▸ **EXERCISE BRIEF**: Could you reproduce, character for character, the lines between the one holding "Warehouse inventory scanner: where on the shelf is the telephone" and the one holding "[232,432,294,473]", inclusive?

▸ **EXERCISE INPUT**:
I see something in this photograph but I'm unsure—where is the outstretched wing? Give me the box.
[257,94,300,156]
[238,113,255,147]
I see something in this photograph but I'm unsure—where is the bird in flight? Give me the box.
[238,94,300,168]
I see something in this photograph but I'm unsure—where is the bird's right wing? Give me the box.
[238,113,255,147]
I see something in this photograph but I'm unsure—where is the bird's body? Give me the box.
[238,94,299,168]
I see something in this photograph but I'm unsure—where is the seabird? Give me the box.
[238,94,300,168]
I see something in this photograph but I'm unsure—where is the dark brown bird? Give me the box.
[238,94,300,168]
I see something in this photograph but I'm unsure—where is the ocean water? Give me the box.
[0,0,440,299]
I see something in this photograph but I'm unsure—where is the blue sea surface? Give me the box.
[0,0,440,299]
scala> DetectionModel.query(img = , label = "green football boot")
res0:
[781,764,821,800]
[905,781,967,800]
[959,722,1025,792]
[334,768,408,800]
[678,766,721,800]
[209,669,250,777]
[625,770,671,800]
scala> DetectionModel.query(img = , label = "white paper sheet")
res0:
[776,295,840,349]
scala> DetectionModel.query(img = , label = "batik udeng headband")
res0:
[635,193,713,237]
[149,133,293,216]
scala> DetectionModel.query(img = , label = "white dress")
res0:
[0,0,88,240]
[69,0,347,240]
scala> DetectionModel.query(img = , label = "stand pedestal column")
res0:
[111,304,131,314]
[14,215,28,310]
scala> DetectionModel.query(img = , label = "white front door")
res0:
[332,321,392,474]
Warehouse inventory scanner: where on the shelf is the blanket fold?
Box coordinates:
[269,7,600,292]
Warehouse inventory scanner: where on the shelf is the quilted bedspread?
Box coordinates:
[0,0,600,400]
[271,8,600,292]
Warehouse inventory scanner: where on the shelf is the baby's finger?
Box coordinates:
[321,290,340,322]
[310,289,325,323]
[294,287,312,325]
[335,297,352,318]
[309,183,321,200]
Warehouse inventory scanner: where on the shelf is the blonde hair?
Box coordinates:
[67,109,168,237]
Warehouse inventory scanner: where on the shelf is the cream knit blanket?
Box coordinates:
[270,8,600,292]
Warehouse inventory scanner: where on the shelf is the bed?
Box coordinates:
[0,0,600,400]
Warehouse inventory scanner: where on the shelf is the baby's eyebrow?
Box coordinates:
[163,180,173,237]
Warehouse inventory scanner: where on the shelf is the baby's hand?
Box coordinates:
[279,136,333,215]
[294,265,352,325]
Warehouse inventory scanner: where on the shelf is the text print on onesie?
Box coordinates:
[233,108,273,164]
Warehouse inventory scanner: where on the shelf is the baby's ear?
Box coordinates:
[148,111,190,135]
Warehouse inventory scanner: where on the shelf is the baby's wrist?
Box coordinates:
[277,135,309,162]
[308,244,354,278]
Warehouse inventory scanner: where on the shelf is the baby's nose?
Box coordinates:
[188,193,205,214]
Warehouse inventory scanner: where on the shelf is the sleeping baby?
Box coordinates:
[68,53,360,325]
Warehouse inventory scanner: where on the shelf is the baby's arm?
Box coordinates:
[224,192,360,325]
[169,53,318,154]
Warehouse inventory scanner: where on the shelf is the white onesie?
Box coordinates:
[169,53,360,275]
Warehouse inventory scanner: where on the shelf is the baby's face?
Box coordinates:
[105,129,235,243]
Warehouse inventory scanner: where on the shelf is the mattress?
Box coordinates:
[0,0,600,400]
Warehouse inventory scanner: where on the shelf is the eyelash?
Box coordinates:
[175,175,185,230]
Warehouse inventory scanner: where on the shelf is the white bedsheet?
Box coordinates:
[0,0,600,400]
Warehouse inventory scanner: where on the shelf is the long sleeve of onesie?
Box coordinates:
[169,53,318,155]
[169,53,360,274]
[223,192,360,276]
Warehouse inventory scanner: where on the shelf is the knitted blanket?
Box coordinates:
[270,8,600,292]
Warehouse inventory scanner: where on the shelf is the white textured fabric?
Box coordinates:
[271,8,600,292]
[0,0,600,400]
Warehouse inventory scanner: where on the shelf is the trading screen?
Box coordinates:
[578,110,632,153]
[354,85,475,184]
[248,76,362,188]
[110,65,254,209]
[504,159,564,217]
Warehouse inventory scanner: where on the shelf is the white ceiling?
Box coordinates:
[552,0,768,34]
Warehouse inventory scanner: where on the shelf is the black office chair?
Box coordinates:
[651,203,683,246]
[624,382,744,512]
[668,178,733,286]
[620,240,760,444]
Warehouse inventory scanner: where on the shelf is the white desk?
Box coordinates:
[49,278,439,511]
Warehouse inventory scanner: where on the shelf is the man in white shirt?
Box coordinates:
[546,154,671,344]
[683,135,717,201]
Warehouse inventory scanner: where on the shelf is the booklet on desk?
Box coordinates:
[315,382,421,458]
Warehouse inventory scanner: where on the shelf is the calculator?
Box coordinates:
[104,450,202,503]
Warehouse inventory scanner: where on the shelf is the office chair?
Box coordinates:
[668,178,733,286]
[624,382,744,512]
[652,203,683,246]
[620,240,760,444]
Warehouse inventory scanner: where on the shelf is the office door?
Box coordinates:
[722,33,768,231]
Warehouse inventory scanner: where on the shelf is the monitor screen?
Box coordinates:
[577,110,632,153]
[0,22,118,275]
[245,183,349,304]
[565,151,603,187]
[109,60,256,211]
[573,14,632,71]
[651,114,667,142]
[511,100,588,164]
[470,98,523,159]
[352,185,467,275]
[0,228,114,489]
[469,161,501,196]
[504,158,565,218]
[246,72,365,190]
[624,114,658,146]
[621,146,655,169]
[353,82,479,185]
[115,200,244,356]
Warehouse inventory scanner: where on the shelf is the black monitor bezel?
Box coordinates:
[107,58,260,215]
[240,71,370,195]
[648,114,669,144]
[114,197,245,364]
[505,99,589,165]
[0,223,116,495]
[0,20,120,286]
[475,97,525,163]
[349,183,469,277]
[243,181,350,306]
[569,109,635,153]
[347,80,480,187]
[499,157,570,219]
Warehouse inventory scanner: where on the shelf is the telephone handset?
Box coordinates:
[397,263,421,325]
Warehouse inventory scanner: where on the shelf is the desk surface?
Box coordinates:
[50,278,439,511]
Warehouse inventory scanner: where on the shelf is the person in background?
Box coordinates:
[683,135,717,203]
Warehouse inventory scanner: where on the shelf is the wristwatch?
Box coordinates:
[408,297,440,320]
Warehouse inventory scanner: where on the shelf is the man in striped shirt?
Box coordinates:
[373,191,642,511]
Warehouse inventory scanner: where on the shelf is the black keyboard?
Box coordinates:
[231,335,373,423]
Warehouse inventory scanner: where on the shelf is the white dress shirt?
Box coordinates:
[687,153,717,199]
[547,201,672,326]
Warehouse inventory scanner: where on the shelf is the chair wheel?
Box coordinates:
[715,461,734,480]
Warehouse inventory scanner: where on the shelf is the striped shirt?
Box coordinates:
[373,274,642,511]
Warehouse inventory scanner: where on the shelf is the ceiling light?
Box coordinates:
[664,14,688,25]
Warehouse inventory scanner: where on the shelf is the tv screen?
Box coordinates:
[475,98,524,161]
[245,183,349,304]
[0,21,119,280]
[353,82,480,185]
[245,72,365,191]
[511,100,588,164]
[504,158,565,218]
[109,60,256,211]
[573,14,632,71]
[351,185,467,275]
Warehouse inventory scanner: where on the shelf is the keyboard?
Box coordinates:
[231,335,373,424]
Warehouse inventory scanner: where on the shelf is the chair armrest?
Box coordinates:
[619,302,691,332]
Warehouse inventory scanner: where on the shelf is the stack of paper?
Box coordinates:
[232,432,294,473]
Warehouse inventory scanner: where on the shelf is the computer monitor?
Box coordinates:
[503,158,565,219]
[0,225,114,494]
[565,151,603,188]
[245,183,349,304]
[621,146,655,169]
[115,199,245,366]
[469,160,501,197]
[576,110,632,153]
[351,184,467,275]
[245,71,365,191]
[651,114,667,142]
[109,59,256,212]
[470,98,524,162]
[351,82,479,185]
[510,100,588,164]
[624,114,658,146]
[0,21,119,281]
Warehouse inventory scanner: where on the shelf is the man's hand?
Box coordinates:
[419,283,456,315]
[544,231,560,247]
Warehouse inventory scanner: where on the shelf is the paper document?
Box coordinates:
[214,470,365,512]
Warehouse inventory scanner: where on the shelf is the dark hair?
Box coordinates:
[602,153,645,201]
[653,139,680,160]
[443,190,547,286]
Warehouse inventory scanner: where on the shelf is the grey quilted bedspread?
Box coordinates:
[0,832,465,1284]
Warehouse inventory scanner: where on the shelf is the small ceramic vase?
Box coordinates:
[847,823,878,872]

▸ **TASK OUTPUT**:
Warehouse inventory scanner: where on the shelf is the telephone handset?
Box coordinates:
[397,263,421,325]
Warehouse inventory scanner: where on the shelf is the desk surface?
Box coordinates:
[50,278,439,511]
Warehouse inventory scanner: where on the shelf is the person in background?
Box coordinates:
[683,135,717,203]
Warehouse inventory scanner: where on the shelf is the wristwatch?
Box coordinates:
[408,297,440,320]
Warehouse inventory scanner: where on the shelf is the man in striped shirt?
Box coordinates:
[373,191,642,511]
Warehouse inventory scanner: where on the shelf is the black keyboard?
Box coordinates:
[231,335,373,423]
Warehouse inventory scanner: where on the shelf is the white dress shirt?
Box coordinates:
[687,153,717,199]
[547,201,672,326]
Warehouse inventory scanner: where on the shelf is the chair wheel?
Box coordinates:
[715,461,734,480]
Warehouse inventory scanner: where on the shelf is the striped shirt?
Box coordinates:
[373,274,642,511]
Warehouse inventory scanner: where on the shelf is the ceiling light?
Box coordinates:
[664,14,688,25]
Warehouse inventory scanner: where on the shelf is the tv screen?
Box coordinates:
[475,98,524,161]
[245,183,349,304]
[0,21,119,280]
[353,82,480,185]
[245,72,365,191]
[511,100,588,164]
[504,158,565,218]
[109,60,256,211]
[573,14,632,71]
[351,185,467,275]
Warehouse inventory scanner: where on the shelf is the keyboard?
Box coordinates:
[231,335,373,424]
Warehouse inventory scanner: where on the shelf is the chair armrest?
Box coordinates:
[619,302,691,332]
Warehouse inventory scanner: where on the shelf is the stack of paper?
Box coordinates:
[232,432,294,473]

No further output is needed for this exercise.